PROBLEM REQUIREMENTS
Count how many of the following rows contain the string "below", and reply with the number alone.

DATASET ENTRIES
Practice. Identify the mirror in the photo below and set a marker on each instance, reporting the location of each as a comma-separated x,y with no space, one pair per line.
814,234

--

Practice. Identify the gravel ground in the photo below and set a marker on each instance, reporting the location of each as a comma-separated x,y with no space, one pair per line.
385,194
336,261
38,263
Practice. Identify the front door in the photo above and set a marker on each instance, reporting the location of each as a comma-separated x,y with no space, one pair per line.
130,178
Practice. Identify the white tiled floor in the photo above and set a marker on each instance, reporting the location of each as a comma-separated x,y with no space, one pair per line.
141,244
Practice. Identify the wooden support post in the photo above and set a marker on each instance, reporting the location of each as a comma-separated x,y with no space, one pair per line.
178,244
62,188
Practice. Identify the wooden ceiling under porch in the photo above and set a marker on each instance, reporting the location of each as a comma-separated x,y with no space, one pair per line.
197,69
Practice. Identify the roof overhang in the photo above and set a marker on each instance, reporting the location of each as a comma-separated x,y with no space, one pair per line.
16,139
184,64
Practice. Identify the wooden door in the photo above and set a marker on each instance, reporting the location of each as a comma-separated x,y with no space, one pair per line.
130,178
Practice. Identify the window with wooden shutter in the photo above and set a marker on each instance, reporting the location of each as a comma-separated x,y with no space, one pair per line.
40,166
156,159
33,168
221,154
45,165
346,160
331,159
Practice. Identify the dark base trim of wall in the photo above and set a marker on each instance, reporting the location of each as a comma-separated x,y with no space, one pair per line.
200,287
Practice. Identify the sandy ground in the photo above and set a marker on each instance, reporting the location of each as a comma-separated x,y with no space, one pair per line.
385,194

==

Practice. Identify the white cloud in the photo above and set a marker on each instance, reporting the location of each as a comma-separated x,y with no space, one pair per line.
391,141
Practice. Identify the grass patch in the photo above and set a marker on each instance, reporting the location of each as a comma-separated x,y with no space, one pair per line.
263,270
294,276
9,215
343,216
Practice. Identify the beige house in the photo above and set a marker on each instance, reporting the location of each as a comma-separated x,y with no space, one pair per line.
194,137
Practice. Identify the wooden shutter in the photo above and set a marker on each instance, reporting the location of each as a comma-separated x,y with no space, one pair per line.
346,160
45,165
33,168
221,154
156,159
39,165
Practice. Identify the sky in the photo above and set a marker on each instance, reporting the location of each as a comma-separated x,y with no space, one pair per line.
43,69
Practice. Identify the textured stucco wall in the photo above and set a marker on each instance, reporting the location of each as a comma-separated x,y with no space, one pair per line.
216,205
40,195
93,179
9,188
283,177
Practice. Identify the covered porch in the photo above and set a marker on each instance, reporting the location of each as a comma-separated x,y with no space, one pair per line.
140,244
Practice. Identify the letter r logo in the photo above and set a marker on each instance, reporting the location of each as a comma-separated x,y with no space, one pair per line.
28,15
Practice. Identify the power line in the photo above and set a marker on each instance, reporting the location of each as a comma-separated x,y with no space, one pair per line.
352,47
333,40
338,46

EXERCISE RESULT
2